- [Stated goal]:
Scale everything from the line containing "FIND: roof of cab" down to the line containing "[196,89,205,100]", both included, by rewriting only those lines with their requests intact. Multiply each bounding-box coordinate in the answers by 2 and round it to a whole number, with halves rounding up.

- [Given data]:
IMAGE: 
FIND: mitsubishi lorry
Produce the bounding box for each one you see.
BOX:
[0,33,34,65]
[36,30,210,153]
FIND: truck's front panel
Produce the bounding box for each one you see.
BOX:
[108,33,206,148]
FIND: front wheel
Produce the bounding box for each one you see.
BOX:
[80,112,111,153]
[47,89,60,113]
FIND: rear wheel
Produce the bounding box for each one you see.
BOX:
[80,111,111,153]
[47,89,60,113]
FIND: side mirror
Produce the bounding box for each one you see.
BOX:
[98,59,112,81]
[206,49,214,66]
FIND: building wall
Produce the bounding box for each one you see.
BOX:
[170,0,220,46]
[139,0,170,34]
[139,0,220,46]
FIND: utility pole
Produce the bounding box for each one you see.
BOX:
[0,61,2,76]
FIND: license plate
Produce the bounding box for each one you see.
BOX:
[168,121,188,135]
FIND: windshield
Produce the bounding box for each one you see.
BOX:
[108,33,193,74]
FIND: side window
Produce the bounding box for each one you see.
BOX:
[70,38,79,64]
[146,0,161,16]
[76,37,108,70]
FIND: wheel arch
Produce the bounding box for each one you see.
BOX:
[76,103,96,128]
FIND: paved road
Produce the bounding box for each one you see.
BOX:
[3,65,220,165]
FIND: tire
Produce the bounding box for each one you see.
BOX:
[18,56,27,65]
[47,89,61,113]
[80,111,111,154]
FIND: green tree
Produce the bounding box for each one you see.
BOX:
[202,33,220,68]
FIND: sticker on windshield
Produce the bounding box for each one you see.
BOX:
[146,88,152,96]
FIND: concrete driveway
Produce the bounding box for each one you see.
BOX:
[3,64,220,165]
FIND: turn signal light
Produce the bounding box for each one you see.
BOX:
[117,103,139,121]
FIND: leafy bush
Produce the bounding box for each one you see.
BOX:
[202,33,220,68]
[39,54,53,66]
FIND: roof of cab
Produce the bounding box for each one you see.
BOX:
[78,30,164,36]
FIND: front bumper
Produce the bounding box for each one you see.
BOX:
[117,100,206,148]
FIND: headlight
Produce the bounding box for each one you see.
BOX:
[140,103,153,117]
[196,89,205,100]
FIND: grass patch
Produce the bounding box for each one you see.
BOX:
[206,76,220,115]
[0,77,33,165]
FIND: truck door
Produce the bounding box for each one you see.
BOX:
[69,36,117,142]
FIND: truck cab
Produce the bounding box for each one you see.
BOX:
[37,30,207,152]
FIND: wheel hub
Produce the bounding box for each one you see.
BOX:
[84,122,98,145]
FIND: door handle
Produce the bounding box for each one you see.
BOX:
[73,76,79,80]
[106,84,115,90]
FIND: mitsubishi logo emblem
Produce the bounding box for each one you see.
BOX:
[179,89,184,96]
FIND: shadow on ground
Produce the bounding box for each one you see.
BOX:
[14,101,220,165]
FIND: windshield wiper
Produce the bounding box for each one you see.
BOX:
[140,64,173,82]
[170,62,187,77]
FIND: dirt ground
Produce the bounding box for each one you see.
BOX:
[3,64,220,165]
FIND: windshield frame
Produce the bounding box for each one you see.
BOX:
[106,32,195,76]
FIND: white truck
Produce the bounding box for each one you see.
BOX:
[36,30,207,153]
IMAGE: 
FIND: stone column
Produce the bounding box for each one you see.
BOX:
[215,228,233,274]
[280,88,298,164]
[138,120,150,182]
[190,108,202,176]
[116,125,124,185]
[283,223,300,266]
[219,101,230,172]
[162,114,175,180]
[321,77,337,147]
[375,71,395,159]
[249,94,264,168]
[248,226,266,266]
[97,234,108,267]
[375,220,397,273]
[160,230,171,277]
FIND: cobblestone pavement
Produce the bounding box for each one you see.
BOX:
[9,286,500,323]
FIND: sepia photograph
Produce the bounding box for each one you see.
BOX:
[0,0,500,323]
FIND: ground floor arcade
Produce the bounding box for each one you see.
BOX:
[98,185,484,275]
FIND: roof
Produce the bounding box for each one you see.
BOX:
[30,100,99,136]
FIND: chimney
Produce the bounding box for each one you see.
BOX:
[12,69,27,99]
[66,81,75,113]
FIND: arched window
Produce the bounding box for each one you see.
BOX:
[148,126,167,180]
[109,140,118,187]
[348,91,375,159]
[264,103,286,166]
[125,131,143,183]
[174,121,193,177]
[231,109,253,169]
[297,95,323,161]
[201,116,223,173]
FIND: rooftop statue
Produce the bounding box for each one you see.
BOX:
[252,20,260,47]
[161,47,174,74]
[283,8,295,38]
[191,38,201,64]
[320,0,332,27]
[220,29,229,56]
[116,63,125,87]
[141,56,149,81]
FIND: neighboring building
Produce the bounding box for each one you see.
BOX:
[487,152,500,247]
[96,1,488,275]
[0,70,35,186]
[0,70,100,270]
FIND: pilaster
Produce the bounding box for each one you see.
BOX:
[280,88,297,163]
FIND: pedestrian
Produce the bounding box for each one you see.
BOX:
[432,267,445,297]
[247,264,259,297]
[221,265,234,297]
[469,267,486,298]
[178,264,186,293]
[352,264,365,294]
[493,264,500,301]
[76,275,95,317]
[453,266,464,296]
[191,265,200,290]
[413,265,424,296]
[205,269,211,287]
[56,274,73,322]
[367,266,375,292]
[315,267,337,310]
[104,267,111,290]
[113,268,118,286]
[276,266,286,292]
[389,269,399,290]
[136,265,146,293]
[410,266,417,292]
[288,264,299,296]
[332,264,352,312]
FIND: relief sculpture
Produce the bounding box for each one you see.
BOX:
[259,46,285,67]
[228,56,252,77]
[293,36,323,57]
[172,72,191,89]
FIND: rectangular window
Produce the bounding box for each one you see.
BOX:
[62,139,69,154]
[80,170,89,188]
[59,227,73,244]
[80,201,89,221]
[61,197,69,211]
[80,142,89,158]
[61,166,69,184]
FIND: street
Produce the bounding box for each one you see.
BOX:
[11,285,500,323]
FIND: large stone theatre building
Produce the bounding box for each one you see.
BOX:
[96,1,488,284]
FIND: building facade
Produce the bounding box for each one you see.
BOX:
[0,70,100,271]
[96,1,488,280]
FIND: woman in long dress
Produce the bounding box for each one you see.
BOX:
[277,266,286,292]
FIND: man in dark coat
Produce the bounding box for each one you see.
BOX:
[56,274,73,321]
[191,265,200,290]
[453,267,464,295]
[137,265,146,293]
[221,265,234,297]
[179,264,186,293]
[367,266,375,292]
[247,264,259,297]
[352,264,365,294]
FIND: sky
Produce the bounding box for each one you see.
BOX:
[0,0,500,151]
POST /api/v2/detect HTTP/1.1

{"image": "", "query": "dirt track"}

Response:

- [Response to the exercise]:
FIND: roof of cab
Produce the bounding box for each one you see.
BOX:
[156,60,328,72]
FIND: front bumper
Produce the bounding box for each one you see.
BOX:
[234,200,412,296]
FIND: headlight
Produce the bounding box for each one you see.
BOX:
[280,206,306,234]
[392,178,410,200]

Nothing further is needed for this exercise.